**Task to carry out**
Copy out every line of the material below, word for word and in the same order.

**Input material**
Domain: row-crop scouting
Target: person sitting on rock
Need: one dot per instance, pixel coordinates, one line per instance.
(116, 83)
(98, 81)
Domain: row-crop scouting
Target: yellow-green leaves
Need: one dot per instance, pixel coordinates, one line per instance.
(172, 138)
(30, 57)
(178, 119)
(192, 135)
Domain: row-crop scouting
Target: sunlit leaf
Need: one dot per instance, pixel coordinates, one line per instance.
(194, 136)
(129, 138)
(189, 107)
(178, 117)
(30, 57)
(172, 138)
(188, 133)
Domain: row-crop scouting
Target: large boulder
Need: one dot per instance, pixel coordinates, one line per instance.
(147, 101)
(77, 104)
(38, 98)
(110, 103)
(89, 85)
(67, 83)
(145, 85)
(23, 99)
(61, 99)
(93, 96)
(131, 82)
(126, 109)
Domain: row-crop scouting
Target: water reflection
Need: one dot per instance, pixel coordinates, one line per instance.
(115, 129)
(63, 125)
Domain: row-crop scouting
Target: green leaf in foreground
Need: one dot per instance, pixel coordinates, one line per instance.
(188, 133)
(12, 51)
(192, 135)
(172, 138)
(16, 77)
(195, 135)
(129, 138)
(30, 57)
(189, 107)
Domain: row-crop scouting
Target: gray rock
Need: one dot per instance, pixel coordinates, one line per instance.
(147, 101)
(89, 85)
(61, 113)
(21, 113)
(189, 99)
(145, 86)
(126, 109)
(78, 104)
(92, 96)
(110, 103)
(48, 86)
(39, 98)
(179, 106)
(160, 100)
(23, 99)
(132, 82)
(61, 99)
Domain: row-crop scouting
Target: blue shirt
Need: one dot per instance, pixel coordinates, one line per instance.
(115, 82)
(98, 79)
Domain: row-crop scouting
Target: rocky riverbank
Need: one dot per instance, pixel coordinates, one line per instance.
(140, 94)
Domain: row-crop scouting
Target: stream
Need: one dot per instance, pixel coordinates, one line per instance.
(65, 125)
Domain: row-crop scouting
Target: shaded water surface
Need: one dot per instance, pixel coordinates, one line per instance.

**Completed task**
Domain: row-crop scouting
Target: person sitting on rock
Need: one dot per instance, pixel coordinates, one line per instance.
(116, 83)
(98, 81)
Domain: row-crop scouting
Target: yellow-green leaves
Need: one dot per instance, pixel coordinates, one line per instance.
(172, 138)
(30, 57)
(178, 119)
(192, 135)
Domain: row-crop scouting
Target: sunlit leaf
Need: one dot per instance, pixel coordinates, one line per instance.
(194, 136)
(129, 138)
(189, 107)
(178, 117)
(30, 57)
(172, 138)
(188, 133)
Domain: row-crop scouting
Target: large boulder
Need: one dot per instance, pixel coordinates, one line per instance.
(147, 101)
(77, 104)
(38, 98)
(110, 103)
(89, 85)
(67, 83)
(145, 85)
(23, 99)
(61, 99)
(93, 96)
(131, 82)
(126, 109)
Domain: row-crop scouting
Target: water reflection
Need: one dot per instance, pixel coordinates, one line per instance.
(115, 129)
(63, 125)
Domain: row-crop scouting
Target: green leaf in foreground
Need: one dot per instance, pixel coordinates, one line per instance.
(188, 133)
(12, 51)
(192, 135)
(172, 138)
(16, 77)
(195, 135)
(129, 138)
(30, 57)
(189, 107)
Domain: row-crop scouting
Target: gray rock
Need: one dot per instance, pixel coordinates, one line per instance.
(147, 101)
(89, 85)
(61, 113)
(21, 113)
(189, 99)
(145, 86)
(126, 109)
(78, 104)
(92, 96)
(110, 103)
(48, 86)
(39, 98)
(179, 106)
(160, 100)
(23, 99)
(132, 82)
(61, 99)
Domain: row-crop scouting
Target: blue shirt
Need: one dot per instance, pixel coordinates, one line per instance.
(115, 82)
(98, 79)
Domain: row-crop scouting
Target: rocky riverbank
Need: one dot per instance, pixel coordinates, one line per instance.
(140, 94)
Domain: row-crop scouting
Target: stream
Need: one dot per instance, pixel coordinates, one line per instance.
(65, 125)
Domain: row-crop scouting
Target: shaded water surface
Need: one dot per instance, pixel coordinates, one line per instance.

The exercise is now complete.